• **Record excerpts**
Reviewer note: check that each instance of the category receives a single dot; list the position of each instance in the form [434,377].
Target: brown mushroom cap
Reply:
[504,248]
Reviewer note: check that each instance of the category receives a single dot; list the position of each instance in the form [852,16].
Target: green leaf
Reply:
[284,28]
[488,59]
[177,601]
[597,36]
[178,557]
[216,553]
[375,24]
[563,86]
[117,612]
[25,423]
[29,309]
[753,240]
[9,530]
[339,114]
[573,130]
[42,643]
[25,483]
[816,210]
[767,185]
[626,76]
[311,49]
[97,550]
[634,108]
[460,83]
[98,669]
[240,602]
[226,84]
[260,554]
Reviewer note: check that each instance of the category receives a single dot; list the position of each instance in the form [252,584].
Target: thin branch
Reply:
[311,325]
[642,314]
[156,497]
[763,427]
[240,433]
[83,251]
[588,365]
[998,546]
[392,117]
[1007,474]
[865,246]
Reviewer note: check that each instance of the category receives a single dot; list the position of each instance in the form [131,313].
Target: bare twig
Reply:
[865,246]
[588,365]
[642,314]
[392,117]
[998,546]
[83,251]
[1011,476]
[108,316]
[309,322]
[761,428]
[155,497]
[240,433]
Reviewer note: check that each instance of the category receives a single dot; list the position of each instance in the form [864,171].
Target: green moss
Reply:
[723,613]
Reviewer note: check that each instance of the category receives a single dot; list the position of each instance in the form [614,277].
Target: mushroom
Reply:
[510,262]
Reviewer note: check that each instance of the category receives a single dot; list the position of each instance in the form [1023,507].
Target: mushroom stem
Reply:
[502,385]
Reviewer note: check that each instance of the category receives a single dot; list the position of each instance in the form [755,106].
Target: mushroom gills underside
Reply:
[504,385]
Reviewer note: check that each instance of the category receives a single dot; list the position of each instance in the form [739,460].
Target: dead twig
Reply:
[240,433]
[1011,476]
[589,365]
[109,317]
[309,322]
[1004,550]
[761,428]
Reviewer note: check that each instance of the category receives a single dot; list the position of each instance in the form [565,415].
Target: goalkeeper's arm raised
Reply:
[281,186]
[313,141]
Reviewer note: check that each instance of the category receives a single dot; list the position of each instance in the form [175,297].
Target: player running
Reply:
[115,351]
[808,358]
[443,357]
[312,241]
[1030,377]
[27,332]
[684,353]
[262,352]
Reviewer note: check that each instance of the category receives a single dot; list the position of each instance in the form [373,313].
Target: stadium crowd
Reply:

• **What to produce**
The entire listing is to be printed once more, word for word.

• **Answer for this exercise**
Reviewer note: check that each instance of the category receives a single dot; list the position of each instance in the form [434,377].
Target: brown mushroom cap
Reply:
[504,248]
Reviewer note: check that each instance of the category receives a single dot; list the position of each instance in the form [852,16].
Target: green leaf
Reply:
[284,28]
[488,59]
[177,601]
[597,36]
[178,557]
[216,553]
[375,24]
[563,86]
[117,612]
[25,423]
[29,309]
[753,240]
[9,530]
[339,114]
[573,130]
[42,643]
[25,483]
[816,210]
[767,185]
[626,76]
[311,49]
[97,550]
[634,108]
[460,83]
[98,669]
[240,602]
[226,84]
[260,554]
Reviewer note: check that each instance of the category receives a single dot; list the position of each instance in the form [252,584].
Target: thin branch
Reply:
[311,325]
[642,314]
[156,497]
[763,427]
[240,433]
[83,251]
[588,365]
[998,546]
[392,117]
[1007,474]
[865,246]
Reviewer note: check that each instance of the category receives a single dot; list the position of each instance in the form [131,313].
Target: bare twig
Reply:
[865,246]
[588,365]
[642,314]
[392,117]
[998,546]
[83,251]
[1011,476]
[108,316]
[309,322]
[761,428]
[155,497]
[240,433]
Reviewer note: check that each instance of the category receives a single dot; list the position of each instance in the form [864,171].
Target: green moss
Reply:
[723,613]
Reviewer note: check that each instance of the category receives a single dot; list the position of each instance in the form [614,277].
Target: mushroom
Reply:
[510,262]
Reviewer note: check that each instance of the category receives a single dot; list the position of each instance in the form [1023,507].
Target: mushroom stem
Reply:
[502,385]
Reviewer note: check that each instance of the category receives a single dot; list the position of each instance in the form [755,106].
Target: mushroom gills underside
Reply:
[504,385]
Reviewer note: check that each instance of the category receives a single dot; list the position of each instance in the form [739,460].
Target: dead twig
Reply:
[240,433]
[1011,476]
[589,365]
[109,317]
[309,322]
[1004,550]
[761,428]
Reviewer note: check that each instance of the category receives a single dot; list the position of each instance in the form [565,415].
Target: goalkeeper's arm raised
Reply:
[281,186]
[313,141]
Reviewer note: check that each instance of the category receives a single dot; list the position of each instance in the form [175,297].
Target: player running
Reply:
[115,351]
[808,358]
[443,357]
[312,241]
[1030,377]
[27,332]
[684,353]
[262,352]
Reviewer note: check that each instance of the category receives a single dot; list the position of each instance in the form [373,313].
Target: stadium crowd
Reply:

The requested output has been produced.